**Records shown**

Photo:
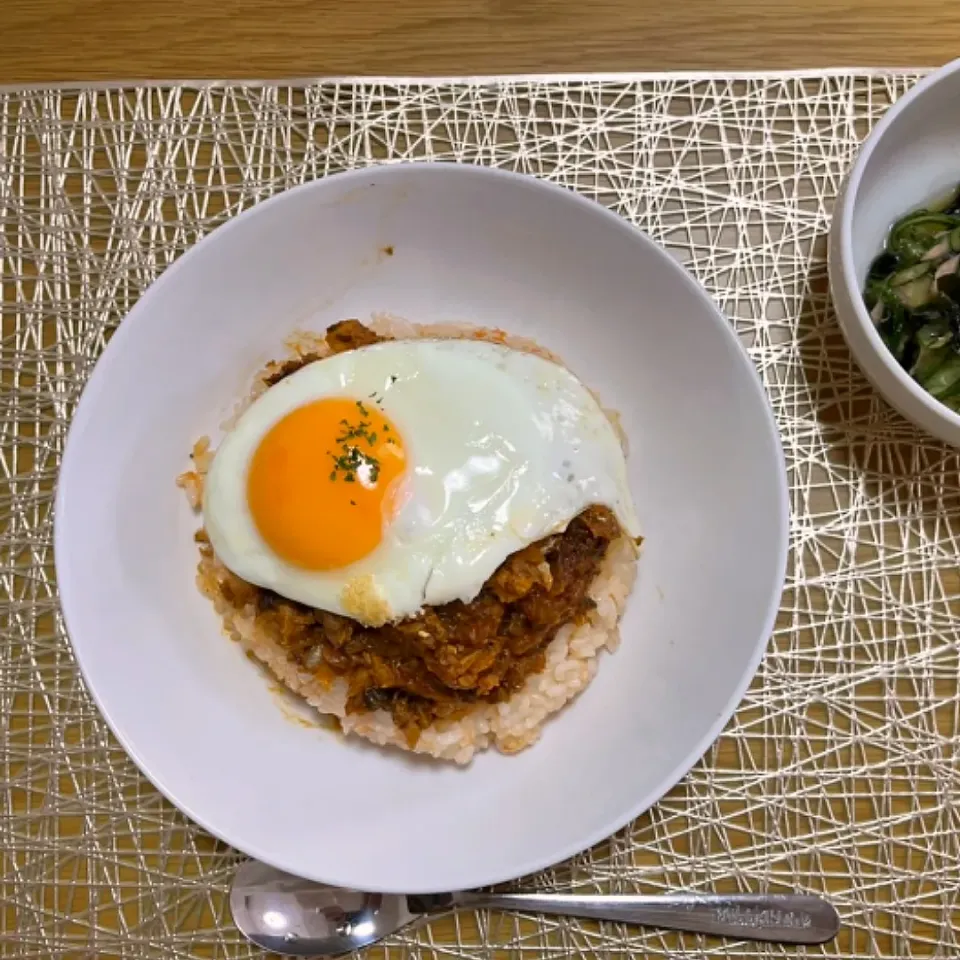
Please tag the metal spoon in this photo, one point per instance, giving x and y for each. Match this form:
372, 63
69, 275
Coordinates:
296, 917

**Exercise task**
Reproduce every one of the rows above word for word, omitting the pictures.

**Solution for this problem**
Photo:
Please tag the metal spoon in this photo, one point per instance, giving x and y for each. Match this form:
372, 63
69, 275
Coordinates:
296, 917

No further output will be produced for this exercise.